**Selection**
▬▬▬

12-16-2011 04:13 AM
Hi
For a change i have an issue that i need some help on
NetBackup 7.0.1 (cant upgrade without major change control)
Master is clustered on Windows 2003 R2 x64 Enterprise
Multiple Media Servers on same NBU and O/S level.
All use Advanced Disk with SLPs and duplicate to LTO4 libraries
The system has been working perfectly for months - 80+TB on a weekly full, incrementals every day, 7000+ jobs per day.
Everything runs really well and all jobs and duplications keep nicely up to date.
The majority of jobs use multiple streams.
During the last week we have had a position where some (65) parents jobs are left as running even though their child jobs have all completed successfully.
This is on a range of media servers and not just on one - 7 different ones last night.
Have done a bpdown, process cleanup, cleaned up all media severs so nothing has been left hung.

▬▬▬

**Goals**
1. In the NetBackup post, what operating system is the clustered master running on?
2. Write out everything in the NetBackup post from "12-16-2011 04:13 AM" down to "jobs per day.".
The records have no connection to the NetBackup post.

**Supplied entries**
▬▬▬

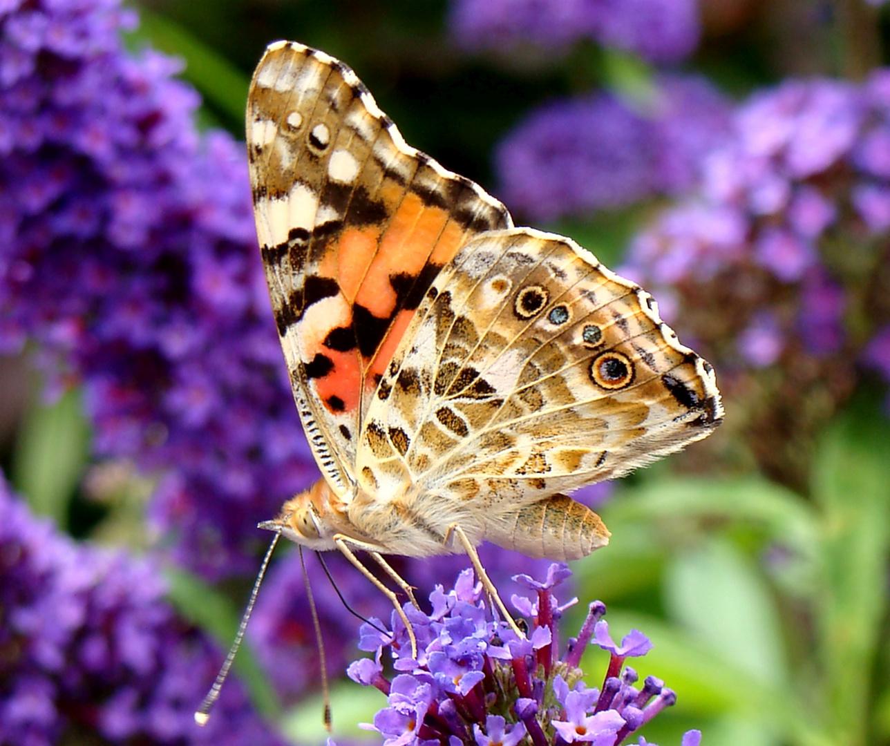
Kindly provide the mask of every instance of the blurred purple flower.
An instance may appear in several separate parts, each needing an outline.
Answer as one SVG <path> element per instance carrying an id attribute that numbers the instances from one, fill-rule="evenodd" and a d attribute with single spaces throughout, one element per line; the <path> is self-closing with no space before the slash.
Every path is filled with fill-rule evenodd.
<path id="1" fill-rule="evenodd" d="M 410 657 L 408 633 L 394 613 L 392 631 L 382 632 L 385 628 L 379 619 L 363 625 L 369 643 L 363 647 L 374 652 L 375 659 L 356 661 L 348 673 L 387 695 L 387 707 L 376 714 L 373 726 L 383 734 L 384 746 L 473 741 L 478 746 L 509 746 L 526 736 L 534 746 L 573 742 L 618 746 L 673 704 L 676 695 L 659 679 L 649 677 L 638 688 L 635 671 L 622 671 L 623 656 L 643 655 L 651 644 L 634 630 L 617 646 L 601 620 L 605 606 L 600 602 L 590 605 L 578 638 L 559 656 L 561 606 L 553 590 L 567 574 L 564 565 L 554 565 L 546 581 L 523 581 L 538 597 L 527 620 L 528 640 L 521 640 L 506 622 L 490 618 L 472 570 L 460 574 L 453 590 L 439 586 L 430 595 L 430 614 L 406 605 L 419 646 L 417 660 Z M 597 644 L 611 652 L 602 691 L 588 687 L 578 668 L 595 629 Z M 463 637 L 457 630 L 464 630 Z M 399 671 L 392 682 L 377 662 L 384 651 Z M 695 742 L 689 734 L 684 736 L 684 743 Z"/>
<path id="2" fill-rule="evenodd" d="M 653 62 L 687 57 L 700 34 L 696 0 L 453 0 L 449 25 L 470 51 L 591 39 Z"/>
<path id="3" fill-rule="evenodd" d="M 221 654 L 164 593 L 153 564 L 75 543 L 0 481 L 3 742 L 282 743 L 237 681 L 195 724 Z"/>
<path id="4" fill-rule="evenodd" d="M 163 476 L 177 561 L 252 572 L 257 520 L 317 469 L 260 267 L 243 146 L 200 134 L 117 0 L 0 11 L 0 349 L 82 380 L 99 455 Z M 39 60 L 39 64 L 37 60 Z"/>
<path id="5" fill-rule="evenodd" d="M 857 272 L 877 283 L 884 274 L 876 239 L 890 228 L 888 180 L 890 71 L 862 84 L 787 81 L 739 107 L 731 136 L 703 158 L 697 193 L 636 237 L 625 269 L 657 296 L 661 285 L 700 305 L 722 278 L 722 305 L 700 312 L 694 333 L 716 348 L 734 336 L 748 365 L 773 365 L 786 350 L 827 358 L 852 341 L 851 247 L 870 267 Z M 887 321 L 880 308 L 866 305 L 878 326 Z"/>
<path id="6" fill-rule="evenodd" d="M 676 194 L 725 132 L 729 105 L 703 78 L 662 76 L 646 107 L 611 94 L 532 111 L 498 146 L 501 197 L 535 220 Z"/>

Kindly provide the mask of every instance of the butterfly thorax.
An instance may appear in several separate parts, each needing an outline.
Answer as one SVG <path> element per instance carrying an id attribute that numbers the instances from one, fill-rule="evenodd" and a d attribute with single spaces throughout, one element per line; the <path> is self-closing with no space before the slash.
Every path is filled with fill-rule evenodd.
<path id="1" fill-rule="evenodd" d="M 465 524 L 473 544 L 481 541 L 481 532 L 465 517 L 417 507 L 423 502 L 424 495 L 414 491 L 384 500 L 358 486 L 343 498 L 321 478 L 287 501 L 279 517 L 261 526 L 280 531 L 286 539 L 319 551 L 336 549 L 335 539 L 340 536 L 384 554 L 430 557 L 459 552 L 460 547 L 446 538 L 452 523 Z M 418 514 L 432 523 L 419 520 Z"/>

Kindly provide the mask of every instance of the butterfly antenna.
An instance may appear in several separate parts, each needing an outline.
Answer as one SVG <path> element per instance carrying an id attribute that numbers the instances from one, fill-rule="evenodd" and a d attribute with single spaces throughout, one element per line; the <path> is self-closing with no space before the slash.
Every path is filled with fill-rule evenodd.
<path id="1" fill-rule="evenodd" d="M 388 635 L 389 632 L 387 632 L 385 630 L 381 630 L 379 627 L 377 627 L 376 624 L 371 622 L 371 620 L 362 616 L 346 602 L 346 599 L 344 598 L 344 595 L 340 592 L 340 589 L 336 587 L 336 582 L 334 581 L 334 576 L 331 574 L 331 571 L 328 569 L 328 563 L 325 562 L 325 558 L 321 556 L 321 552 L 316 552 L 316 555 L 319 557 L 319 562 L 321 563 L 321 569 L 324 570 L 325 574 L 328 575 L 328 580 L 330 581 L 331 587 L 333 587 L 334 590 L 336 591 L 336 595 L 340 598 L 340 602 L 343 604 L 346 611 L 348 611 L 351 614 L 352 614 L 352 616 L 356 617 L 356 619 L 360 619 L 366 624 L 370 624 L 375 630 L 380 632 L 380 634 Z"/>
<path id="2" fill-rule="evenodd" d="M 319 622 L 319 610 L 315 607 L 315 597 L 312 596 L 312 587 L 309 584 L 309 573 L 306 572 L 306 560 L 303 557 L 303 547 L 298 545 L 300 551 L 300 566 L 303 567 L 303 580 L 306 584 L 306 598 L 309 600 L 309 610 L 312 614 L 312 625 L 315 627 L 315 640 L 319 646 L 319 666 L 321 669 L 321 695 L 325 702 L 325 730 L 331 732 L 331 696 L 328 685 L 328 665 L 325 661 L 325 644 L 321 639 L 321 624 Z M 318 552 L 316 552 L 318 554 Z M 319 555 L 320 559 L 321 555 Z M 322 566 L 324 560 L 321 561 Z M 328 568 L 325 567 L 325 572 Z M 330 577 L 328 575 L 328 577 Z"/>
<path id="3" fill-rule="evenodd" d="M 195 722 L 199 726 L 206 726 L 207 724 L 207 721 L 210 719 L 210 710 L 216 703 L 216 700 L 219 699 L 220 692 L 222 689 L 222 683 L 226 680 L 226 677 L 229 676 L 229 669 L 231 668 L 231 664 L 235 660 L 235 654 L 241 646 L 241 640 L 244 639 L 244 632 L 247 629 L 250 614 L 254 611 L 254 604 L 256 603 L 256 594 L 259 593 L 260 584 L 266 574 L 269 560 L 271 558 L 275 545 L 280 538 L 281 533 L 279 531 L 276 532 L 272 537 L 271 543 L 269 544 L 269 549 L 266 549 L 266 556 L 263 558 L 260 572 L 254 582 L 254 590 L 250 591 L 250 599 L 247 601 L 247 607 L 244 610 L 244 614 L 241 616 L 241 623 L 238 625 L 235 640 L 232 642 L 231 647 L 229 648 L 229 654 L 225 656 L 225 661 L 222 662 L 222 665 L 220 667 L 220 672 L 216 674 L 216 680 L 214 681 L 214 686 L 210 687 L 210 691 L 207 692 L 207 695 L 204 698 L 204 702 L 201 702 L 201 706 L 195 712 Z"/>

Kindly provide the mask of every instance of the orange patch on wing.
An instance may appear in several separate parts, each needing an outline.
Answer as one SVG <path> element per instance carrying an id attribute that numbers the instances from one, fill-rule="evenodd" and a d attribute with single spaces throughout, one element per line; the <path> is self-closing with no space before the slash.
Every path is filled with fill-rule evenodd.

▬▬▬

**Task-by-task results**
1. Windows 2003 R2 x64 Enterprise.

2.
12-16-2011 04:13 AM
Hi
For a change i have an issue that i need some help on
NetBackup 7.0.1 (cant upgrade without major change control)
Master is clustered on Windows 2003 R2 x64 Enterprise
Multiple Media Servers on same NBU and O/S level.
All use Advanced Disk with SLPs and duplicate to LTO4 libraries
The system has been working perfectly for months - 80+TB on a weekly full, incrementals every day, 7000+ jobs per day.